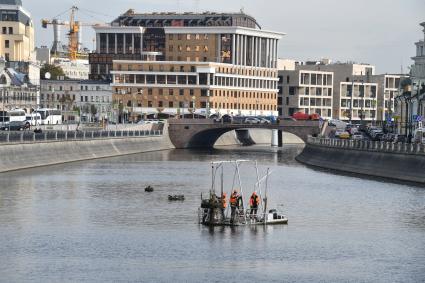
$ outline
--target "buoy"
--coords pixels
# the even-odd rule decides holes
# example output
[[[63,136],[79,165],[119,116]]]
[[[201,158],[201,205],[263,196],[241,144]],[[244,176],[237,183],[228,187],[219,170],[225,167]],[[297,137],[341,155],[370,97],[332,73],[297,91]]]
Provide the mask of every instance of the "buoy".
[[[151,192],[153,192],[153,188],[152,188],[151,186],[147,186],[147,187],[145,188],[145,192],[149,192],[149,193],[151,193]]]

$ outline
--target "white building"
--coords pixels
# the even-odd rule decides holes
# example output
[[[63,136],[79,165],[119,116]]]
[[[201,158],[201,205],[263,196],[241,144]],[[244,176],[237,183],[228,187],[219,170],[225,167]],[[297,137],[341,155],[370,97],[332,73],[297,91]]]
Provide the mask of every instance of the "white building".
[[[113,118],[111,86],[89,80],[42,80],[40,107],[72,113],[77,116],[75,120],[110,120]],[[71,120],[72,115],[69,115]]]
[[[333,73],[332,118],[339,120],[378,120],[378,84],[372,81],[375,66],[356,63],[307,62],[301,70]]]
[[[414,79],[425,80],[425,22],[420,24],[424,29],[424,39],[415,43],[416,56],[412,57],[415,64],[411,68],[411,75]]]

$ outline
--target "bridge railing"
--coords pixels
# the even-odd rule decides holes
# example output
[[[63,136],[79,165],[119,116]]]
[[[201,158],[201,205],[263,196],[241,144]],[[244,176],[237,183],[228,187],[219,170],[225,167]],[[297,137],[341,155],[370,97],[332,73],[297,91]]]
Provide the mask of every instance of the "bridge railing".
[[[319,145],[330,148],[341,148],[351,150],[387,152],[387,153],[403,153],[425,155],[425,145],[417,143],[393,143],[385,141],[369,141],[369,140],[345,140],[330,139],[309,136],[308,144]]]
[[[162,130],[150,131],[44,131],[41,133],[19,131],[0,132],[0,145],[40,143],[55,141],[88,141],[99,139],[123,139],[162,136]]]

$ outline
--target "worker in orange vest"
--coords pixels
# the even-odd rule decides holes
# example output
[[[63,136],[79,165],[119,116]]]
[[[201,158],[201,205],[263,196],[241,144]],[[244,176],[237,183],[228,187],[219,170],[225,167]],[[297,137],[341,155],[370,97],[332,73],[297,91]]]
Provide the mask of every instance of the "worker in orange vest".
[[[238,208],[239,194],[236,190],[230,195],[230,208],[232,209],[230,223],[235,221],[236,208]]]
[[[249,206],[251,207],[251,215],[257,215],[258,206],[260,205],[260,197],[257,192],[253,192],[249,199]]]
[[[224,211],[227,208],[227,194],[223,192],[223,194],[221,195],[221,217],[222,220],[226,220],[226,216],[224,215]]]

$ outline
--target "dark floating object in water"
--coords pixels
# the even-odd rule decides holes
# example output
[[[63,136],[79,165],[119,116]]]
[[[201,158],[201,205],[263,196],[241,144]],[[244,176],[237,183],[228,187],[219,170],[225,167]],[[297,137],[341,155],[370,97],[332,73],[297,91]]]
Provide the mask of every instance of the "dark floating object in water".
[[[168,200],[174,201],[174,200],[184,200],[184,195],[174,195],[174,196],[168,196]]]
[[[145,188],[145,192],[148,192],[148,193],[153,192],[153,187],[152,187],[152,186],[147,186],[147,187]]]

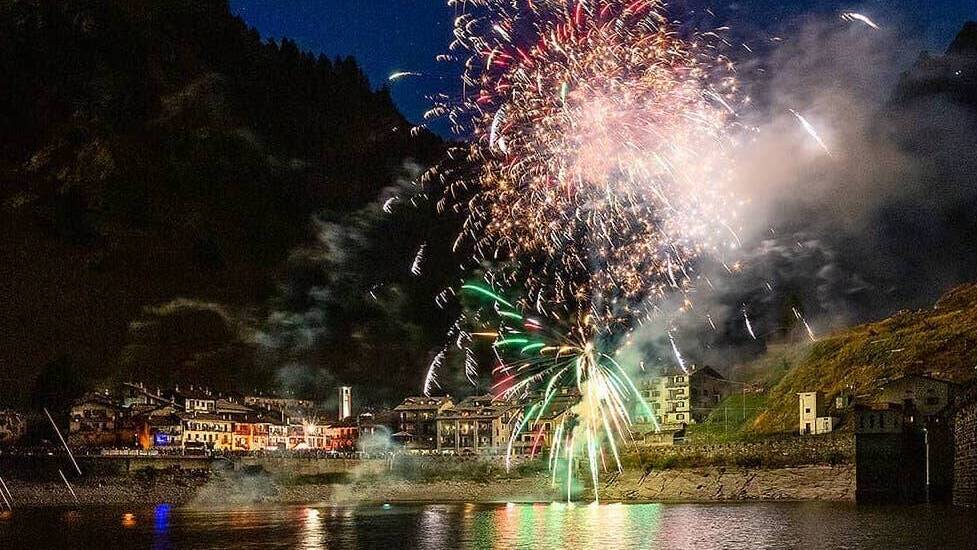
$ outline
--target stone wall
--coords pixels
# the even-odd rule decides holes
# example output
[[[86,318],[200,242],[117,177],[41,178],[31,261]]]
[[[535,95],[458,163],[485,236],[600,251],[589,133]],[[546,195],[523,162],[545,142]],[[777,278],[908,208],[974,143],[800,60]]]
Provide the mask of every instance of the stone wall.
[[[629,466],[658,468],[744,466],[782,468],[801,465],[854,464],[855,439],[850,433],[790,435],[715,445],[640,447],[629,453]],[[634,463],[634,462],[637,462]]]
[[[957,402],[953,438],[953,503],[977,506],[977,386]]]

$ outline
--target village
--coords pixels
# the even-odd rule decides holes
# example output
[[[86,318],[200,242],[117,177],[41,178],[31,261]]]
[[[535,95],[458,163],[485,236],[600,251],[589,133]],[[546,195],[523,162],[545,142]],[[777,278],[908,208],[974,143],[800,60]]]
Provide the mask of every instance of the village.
- - - - - - -
**Task brief:** The expected output is the full material above, word for word, without pictures.

**Problem solution:**
$ outline
--target "buoy"
--coords pixels
# the even-odd rule decides holes
# example output
[[[63,136],[79,165],[119,116]]]
[[[201,158],[201,205],[263,196],[241,144]],[[244,176],[237,183],[228,187],[219,170],[225,167]],[[297,137],[341,155],[370,97],[332,73],[297,91]]]
Provide the mask of every instance of the "buoy".
[[[151,192],[153,192],[153,188],[152,188],[151,186],[147,186],[147,187],[145,188],[145,192],[149,192],[149,193],[151,193]]]

$ outline
--target "white building"
--coords pixels
# the even-odd rule decides holes
# example output
[[[63,136],[79,165],[119,116]]]
[[[201,158],[201,205],[263,196],[241,144]],[[244,176],[237,183],[228,187],[219,170],[225,167]],[[297,137],[341,155],[370,97],[332,73],[297,91]]]
Provide the mask of every instance of the "white building".
[[[113,118],[111,86],[89,80],[42,80],[40,107],[72,113],[77,116],[75,120],[110,120]],[[71,120],[72,115],[69,115]]]
[[[333,73],[332,118],[339,120],[378,120],[378,84],[372,81],[375,66],[356,63],[307,62],[301,70]]]
[[[414,79],[425,80],[425,22],[420,24],[424,29],[424,39],[415,43],[416,56],[412,57],[415,64],[411,68],[411,75]]]

$ outline
--target "bridge railing"
--coords pixels
# the even-odd rule decides holes
# example output
[[[63,136],[79,165],[119,116]]]
[[[201,158],[201,205],[263,196],[241,144]],[[244,176],[237,183],[228,187],[219,170],[225,167]],[[297,137],[341,155],[370,97],[332,73],[297,91]]]
Provide the mask of every instance of the "bridge railing".
[[[319,145],[330,148],[341,148],[351,150],[387,152],[387,153],[403,153],[425,155],[425,145],[417,143],[393,143],[385,141],[369,141],[369,140],[345,140],[330,139],[309,136],[308,144]]]
[[[162,130],[150,131],[44,131],[41,133],[19,131],[0,132],[0,145],[40,143],[55,141],[88,141],[99,139],[123,139],[162,136]]]

$ outline
--target "worker in orange vest"
--coords pixels
# the even-odd rule decides holes
# example output
[[[63,136],[79,165],[119,116]]]
[[[201,158],[201,205],[263,196],[241,144]],[[244,176],[237,183],[228,187],[219,170],[225,167]],[[297,137],[341,155],[370,97],[332,73],[297,91]]]
Provide the mask of every instance of the "worker in orange vest".
[[[238,208],[239,194],[236,190],[230,195],[230,208],[232,209],[230,223],[235,221],[236,208]]]
[[[249,206],[251,207],[251,215],[257,215],[258,206],[260,205],[260,197],[257,192],[253,192],[249,199]]]
[[[224,211],[227,208],[227,194],[223,192],[223,194],[221,195],[221,217],[222,220],[226,220],[226,216],[224,215]]]

$ outline
--target "dark floating object in water"
--coords pixels
# the even-odd rule decides holes
# example output
[[[63,136],[79,165],[119,116]]]
[[[201,158],[201,205],[263,196],[241,144]],[[244,176],[237,183],[228,187],[219,170],[225,167]],[[297,137],[341,155],[370,97],[332,73],[297,91]]]
Provide the mask of every instance of the "dark floating object in water".
[[[168,200],[174,201],[174,200],[184,200],[184,195],[174,195],[174,196],[168,196]]]
[[[145,188],[145,192],[148,192],[148,193],[153,192],[153,187],[152,187],[152,186],[147,186],[147,187]]]

$ outline
--target stone wall
--coords pixels
# the even-odd rule decides holes
# example output
[[[86,318],[200,242],[117,177],[41,178],[31,261]]]
[[[535,95],[458,163],[485,236],[600,251],[589,133]],[[546,195],[523,162],[545,142]],[[777,278],[908,208],[974,143],[800,60]]]
Provide the mask of every instance of the stone wall.
[[[629,466],[658,468],[744,466],[782,468],[801,465],[854,464],[855,439],[850,433],[790,435],[715,445],[640,447],[629,453]],[[634,463],[634,462],[637,462]]]
[[[957,402],[953,438],[953,503],[977,506],[977,386]]]

$ outline
--target village
--coords pixels
# the even-odd rule decides holes
# example output
[[[86,318],[200,242],[117,177],[41,178],[31,261]]]
[[[535,95],[458,163],[485,236],[600,251],[589,133]],[[546,195],[523,162],[545,142]],[[777,278],[908,208],[974,143],[800,60]]]
Provide the mask of every instance of the village.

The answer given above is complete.